[Region pointing data]
☆ ☆ ☆ ☆ ☆ ☆ ☆

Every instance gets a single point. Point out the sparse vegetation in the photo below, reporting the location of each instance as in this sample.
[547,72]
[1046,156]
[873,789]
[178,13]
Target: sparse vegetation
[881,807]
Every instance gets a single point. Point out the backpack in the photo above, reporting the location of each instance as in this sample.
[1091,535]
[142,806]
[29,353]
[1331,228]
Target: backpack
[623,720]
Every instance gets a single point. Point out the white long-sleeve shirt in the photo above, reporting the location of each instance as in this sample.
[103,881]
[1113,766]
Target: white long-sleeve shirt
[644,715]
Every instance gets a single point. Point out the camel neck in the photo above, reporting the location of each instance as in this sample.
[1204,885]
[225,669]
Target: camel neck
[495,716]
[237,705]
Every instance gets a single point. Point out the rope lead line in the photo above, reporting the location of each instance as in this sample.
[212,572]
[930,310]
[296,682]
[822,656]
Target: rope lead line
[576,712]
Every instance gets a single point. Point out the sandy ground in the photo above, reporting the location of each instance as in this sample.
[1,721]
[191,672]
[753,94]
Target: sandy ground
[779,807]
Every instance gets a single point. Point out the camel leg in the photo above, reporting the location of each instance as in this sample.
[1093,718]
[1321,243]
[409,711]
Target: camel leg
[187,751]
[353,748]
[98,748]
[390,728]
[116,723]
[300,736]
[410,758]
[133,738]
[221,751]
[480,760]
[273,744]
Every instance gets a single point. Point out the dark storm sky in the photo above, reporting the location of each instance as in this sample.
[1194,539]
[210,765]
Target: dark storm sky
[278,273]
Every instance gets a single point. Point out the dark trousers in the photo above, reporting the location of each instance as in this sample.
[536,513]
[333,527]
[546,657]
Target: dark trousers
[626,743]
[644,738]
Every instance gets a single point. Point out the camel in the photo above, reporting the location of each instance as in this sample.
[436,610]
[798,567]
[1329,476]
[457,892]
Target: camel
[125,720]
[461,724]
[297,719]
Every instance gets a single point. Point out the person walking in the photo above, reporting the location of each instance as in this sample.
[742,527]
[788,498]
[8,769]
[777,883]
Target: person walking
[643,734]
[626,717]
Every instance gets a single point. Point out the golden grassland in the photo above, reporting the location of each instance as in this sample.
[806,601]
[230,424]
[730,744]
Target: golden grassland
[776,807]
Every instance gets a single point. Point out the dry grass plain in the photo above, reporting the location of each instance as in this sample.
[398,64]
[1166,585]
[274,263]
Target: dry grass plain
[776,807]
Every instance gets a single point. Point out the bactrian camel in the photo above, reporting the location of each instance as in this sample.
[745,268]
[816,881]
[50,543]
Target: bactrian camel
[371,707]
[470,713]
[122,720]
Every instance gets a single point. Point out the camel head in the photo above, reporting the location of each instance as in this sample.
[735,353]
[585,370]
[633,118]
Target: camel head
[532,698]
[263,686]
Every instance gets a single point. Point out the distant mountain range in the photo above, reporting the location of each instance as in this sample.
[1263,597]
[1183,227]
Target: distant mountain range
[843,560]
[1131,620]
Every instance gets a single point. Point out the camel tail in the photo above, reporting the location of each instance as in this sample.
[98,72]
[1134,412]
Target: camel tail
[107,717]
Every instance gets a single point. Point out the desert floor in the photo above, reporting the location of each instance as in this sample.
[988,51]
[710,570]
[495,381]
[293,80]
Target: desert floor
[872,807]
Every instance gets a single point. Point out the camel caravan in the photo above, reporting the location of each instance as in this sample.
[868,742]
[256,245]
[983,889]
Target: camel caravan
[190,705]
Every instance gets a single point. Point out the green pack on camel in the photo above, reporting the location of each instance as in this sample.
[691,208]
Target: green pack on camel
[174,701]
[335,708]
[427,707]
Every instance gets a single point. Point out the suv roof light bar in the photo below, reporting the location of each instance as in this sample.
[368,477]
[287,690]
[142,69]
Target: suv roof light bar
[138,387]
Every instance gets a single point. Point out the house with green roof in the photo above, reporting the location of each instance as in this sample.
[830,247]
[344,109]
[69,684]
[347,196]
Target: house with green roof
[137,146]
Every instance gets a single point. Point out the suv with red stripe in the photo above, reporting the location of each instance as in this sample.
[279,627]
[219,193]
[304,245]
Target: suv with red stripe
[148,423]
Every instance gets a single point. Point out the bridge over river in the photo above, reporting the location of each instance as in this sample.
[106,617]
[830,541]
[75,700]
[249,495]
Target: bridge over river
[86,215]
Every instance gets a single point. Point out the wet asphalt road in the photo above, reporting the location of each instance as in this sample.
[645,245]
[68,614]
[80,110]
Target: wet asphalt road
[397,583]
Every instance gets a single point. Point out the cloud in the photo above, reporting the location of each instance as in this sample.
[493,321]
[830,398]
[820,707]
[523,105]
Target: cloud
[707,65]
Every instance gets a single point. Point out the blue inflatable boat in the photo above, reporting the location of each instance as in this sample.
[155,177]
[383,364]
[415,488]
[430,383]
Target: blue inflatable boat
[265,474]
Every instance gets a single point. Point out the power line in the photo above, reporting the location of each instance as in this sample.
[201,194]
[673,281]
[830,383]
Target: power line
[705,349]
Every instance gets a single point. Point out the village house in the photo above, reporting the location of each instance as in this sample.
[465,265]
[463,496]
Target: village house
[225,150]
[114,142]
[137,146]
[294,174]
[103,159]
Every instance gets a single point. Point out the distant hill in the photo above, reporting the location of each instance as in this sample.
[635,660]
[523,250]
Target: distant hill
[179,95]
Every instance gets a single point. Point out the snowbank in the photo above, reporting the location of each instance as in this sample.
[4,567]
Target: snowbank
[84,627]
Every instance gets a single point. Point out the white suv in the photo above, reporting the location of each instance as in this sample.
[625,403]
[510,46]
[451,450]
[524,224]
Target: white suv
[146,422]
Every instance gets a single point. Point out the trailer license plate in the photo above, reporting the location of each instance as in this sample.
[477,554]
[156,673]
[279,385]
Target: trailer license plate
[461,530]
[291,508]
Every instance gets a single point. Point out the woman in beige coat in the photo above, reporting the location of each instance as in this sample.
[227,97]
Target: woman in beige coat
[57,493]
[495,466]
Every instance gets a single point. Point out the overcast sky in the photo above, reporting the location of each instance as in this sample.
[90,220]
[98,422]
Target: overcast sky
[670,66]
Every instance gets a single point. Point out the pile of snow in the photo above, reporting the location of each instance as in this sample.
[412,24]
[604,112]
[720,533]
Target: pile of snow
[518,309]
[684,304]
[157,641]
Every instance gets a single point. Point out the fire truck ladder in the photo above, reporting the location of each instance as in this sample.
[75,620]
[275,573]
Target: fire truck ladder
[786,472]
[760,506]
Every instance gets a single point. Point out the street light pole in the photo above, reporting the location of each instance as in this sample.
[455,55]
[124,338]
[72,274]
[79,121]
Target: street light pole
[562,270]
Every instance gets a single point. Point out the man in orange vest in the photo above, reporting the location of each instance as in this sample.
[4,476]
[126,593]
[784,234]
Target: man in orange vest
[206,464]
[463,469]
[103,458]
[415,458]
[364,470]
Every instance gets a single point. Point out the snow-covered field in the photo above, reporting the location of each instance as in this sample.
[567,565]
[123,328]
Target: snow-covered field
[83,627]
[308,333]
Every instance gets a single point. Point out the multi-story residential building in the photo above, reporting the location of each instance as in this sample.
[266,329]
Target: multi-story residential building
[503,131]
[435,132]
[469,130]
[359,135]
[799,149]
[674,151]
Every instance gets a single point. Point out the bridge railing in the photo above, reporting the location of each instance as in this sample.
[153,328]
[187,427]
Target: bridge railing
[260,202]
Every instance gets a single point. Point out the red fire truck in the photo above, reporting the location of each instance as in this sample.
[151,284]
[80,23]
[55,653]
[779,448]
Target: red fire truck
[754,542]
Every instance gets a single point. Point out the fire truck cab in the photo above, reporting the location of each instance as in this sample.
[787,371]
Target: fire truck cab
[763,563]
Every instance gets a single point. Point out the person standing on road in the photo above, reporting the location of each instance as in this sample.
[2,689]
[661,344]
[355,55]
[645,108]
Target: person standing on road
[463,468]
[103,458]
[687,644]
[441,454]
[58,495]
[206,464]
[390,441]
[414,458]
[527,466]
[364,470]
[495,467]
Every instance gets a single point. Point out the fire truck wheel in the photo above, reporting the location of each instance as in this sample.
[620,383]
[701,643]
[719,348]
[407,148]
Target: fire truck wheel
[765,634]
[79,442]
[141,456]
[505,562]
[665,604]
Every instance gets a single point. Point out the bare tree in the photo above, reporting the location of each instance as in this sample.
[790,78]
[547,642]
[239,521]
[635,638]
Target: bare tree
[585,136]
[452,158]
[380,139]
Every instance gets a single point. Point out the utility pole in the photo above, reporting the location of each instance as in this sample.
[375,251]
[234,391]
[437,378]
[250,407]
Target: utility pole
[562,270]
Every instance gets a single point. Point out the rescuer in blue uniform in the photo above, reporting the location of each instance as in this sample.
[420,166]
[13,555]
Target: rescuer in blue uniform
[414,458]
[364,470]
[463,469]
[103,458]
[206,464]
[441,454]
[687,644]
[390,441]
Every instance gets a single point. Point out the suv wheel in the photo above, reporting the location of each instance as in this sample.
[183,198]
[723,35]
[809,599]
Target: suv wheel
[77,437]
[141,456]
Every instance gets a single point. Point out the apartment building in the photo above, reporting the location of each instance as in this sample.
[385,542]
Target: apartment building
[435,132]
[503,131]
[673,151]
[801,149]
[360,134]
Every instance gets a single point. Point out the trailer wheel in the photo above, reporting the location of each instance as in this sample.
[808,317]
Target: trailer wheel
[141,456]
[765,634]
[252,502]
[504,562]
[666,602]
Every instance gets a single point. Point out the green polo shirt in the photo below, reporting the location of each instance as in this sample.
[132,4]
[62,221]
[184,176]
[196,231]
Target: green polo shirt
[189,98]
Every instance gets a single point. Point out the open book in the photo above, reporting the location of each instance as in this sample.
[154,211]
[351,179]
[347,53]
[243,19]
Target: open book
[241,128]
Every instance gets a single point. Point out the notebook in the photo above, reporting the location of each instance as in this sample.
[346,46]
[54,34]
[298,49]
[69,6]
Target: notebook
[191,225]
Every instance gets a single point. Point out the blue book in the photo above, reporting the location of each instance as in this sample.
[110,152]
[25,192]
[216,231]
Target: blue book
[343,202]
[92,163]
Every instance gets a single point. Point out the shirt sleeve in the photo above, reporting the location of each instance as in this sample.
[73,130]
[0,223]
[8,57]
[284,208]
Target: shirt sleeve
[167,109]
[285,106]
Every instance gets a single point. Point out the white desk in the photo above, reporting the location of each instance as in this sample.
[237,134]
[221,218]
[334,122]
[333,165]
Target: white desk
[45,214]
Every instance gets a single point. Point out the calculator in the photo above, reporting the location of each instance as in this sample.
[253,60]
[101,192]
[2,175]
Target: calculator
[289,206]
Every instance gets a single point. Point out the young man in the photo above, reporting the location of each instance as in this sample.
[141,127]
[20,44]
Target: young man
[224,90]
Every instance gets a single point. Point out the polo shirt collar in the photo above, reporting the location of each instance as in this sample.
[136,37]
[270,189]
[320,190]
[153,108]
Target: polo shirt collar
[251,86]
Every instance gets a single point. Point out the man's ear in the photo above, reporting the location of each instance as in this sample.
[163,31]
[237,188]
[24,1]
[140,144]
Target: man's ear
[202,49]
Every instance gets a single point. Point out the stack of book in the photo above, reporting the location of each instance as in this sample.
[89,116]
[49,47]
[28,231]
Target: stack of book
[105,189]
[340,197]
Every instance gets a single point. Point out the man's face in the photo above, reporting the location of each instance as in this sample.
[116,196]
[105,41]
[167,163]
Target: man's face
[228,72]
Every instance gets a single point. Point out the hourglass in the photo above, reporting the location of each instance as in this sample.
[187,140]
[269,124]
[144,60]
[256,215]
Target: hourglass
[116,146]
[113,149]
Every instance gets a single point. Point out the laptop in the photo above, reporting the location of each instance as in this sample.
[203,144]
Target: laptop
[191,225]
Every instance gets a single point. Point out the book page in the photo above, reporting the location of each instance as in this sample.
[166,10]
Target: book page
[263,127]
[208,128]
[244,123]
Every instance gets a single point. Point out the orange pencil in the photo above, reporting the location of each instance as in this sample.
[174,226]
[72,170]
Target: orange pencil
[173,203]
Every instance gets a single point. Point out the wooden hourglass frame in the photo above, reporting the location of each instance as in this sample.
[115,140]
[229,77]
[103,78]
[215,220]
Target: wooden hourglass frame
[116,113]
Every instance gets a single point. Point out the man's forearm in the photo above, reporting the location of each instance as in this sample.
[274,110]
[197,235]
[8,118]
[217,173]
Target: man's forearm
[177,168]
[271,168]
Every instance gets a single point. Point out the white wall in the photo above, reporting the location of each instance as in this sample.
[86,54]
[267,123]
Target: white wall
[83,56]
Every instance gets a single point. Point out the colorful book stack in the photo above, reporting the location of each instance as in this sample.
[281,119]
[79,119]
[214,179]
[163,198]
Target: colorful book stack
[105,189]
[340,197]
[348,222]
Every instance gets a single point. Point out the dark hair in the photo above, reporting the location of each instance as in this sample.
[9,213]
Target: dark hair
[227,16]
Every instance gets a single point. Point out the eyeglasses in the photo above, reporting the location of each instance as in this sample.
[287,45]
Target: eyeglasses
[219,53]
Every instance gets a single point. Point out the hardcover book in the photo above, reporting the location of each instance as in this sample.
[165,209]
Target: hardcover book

☆ ☆ ☆ ☆ ☆ ☆ ☆

Begin with the line above that has "Target: woman in beige coat" and continue through the line that has "truck ladder in", setting each one down exactly. Stop there.

Target: woman in beige coat
[57,493]
[495,466]
Every instance gets a single point. Point out the overcast sky in the photo above, reporting the location of each instance as in this sample.
[90,220]
[98,422]
Target: overcast sky
[670,66]
Every instance gets a single point. Point out the pile of snow in the photo above, reporting the location of each instance as in this sample.
[412,24]
[604,112]
[720,533]
Target: pile of snow
[518,309]
[684,304]
[157,641]
Every instance gets a single point. Point out the fire truck ladder in the photo above, reporting the location of each instance as in this sample.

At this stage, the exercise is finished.